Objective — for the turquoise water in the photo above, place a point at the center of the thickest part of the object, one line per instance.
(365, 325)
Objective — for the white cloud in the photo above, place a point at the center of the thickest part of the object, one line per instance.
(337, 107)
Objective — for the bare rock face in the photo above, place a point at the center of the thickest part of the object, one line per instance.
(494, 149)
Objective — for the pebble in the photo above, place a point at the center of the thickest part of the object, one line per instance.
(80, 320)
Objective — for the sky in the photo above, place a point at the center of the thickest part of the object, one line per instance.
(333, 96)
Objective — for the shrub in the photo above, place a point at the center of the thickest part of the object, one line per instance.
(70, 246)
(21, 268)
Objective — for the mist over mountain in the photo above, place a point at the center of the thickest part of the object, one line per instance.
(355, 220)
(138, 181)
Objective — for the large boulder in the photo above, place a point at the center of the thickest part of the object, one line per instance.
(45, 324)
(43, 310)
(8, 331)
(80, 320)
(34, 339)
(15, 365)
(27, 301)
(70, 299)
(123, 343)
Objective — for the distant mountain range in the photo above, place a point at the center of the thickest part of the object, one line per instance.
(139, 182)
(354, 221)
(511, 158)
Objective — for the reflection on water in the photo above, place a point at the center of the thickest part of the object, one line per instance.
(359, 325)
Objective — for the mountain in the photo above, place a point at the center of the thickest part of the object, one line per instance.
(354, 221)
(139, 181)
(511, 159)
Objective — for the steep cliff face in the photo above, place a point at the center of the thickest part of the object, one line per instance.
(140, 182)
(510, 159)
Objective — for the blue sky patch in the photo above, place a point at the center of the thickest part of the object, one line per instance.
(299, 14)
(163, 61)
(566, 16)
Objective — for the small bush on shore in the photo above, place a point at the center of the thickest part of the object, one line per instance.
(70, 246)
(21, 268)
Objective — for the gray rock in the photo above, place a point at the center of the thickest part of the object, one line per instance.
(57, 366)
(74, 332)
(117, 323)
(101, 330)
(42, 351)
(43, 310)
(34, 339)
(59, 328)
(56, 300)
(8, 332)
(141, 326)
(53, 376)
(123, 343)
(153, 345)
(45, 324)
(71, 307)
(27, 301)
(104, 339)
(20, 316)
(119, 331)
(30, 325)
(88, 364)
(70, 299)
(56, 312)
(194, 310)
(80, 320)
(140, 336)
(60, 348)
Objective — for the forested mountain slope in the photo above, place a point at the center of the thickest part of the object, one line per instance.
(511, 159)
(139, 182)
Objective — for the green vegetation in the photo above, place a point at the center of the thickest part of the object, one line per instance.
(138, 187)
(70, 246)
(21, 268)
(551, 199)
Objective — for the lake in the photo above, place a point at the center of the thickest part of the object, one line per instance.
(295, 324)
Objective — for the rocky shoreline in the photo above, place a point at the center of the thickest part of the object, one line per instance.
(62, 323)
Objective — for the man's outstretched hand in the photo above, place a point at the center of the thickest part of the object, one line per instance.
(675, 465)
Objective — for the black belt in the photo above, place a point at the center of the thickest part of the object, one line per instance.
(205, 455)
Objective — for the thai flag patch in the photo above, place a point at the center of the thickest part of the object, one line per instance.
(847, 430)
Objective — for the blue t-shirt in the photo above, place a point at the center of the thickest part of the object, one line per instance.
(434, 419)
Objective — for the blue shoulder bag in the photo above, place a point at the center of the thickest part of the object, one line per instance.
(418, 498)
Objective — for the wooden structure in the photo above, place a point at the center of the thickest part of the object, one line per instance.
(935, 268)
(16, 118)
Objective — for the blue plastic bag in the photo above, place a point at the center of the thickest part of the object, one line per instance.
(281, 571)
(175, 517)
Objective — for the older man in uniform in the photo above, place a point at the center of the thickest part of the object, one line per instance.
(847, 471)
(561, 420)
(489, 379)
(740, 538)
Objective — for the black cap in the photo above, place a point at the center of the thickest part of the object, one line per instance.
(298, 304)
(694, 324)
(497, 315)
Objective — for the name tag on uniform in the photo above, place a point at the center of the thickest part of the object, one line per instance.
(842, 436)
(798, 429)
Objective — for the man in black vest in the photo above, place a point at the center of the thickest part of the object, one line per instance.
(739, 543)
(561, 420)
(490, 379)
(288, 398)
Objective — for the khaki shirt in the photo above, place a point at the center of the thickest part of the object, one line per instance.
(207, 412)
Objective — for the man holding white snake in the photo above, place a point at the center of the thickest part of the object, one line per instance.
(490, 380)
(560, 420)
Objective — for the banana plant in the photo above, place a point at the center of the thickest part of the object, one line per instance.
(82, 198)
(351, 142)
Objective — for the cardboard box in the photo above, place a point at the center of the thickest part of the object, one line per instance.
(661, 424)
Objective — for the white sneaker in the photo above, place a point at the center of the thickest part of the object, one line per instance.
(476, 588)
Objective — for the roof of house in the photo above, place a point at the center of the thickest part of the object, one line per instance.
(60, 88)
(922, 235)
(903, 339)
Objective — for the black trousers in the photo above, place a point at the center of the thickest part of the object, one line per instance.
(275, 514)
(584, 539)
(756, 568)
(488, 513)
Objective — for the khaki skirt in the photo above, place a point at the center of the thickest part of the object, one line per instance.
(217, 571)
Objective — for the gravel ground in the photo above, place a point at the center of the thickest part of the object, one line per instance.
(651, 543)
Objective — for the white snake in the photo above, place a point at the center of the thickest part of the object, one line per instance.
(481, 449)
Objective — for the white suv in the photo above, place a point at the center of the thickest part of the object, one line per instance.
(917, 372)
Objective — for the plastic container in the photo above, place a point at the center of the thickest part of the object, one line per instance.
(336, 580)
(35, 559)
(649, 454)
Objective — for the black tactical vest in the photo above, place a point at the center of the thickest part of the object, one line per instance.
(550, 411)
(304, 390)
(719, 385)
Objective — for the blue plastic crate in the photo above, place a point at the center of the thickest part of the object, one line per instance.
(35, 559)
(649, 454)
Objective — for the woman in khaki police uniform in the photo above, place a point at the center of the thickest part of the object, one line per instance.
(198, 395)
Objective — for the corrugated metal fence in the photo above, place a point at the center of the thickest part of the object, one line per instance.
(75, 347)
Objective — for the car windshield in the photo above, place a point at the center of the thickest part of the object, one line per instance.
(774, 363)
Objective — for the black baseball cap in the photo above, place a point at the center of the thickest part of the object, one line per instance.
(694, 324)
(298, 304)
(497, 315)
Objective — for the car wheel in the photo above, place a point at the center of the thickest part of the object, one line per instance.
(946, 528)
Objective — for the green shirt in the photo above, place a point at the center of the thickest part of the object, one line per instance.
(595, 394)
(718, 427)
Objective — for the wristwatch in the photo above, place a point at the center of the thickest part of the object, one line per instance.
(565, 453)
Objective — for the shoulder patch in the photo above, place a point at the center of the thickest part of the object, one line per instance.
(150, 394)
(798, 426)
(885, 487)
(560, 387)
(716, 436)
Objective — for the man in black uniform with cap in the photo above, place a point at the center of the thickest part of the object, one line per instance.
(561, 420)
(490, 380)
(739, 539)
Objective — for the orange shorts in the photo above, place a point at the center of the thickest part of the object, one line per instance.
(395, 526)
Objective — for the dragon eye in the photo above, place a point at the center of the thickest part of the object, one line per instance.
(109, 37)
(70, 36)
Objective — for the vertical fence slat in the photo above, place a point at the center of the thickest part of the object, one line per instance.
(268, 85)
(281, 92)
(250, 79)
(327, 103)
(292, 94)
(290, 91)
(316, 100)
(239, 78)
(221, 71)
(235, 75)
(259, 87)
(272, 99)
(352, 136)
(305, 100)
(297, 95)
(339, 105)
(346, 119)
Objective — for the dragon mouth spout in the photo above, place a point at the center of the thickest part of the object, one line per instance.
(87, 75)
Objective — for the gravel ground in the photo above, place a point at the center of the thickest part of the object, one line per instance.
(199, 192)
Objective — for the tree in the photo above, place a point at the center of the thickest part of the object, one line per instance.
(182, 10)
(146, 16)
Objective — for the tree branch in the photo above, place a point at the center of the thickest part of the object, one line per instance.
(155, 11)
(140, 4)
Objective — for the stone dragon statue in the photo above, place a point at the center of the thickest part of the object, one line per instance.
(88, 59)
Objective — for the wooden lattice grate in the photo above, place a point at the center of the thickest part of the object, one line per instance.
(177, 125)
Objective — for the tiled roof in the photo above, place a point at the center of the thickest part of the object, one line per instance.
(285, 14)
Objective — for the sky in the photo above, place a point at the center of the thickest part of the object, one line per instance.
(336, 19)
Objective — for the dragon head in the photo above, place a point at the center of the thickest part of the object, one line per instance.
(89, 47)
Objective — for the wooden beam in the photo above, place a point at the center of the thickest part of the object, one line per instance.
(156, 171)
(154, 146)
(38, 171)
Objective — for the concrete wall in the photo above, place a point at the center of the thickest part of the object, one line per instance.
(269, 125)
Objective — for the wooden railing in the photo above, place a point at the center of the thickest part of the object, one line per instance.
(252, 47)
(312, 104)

######

_Directions:_
Give the part of the material that opens with the line containing "Objective — for the stone" and runs through its final line as a JSON list of strings, one string per line, leaving out blank lines.

_The response:_
[
  "Objective — for the stone dragon statue in the photo above, place a point at the center of the thickest part of the object, one line per instance.",
  "(88, 59)",
  "Objective — for the wooden lattice grate in the photo above, place a point at the center of the thickest part of the object, one line per instance.",
  "(177, 125)",
  "Objective — for the tiled roof in the photo above, place a point at the center of the thickest part of the object, one line per instance.",
  "(285, 14)",
  "Objective — for the sky in the photo above, place a point at the center of the thickest part of the object, one line per instance.",
  "(336, 19)",
  "Objective — for the dragon head in the photo above, place a point at the center of the thickest part of the object, one line per instance.",
  "(89, 47)",
  "Objective — for the wooden beam in the photo above, place a point at the center of the thickest part of the object, one line per instance.",
  "(156, 171)",
  "(154, 146)",
  "(38, 171)",
  "Objective — for the concrete wall in the photo above, place a point at the center of the thickest part of the object, one line per instance.",
  "(269, 125)",
  "Objective — for the wooden railing in the photo above, place a point at the center of the thickest part of the object, one line per instance.",
  "(252, 47)",
  "(312, 104)"
]